_Exercise aim:_
Copy the stretch from the line containing "Locate street light" through the end of the items, changing "entrance door" to "front door" and leaving everything else the same.

_Record extracts:_
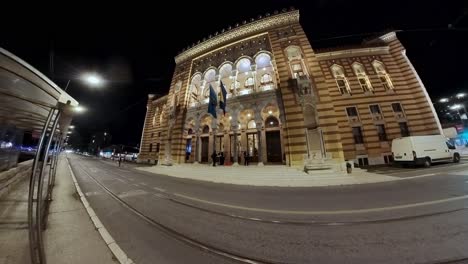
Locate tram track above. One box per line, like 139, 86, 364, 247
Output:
71, 161, 274, 264
82, 159, 468, 226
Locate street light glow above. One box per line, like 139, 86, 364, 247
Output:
73, 105, 86, 113
450, 104, 462, 110
83, 73, 104, 86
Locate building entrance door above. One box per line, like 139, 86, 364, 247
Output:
247, 133, 258, 162
185, 138, 192, 162
201, 137, 209, 162
265, 131, 282, 163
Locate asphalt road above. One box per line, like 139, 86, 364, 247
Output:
69, 155, 468, 263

_Written solution:_
Locate street light glow above. One box per line, like 139, 86, 364, 247
Output:
73, 105, 86, 113
450, 104, 462, 110
83, 73, 104, 86
Locate building front door above. One box per line, like 139, 86, 364, 247
Output:
247, 133, 258, 162
185, 138, 192, 162
201, 137, 209, 162
265, 131, 282, 163
Locate asphalt road above. One box per line, like 139, 86, 364, 247
Output:
69, 155, 468, 263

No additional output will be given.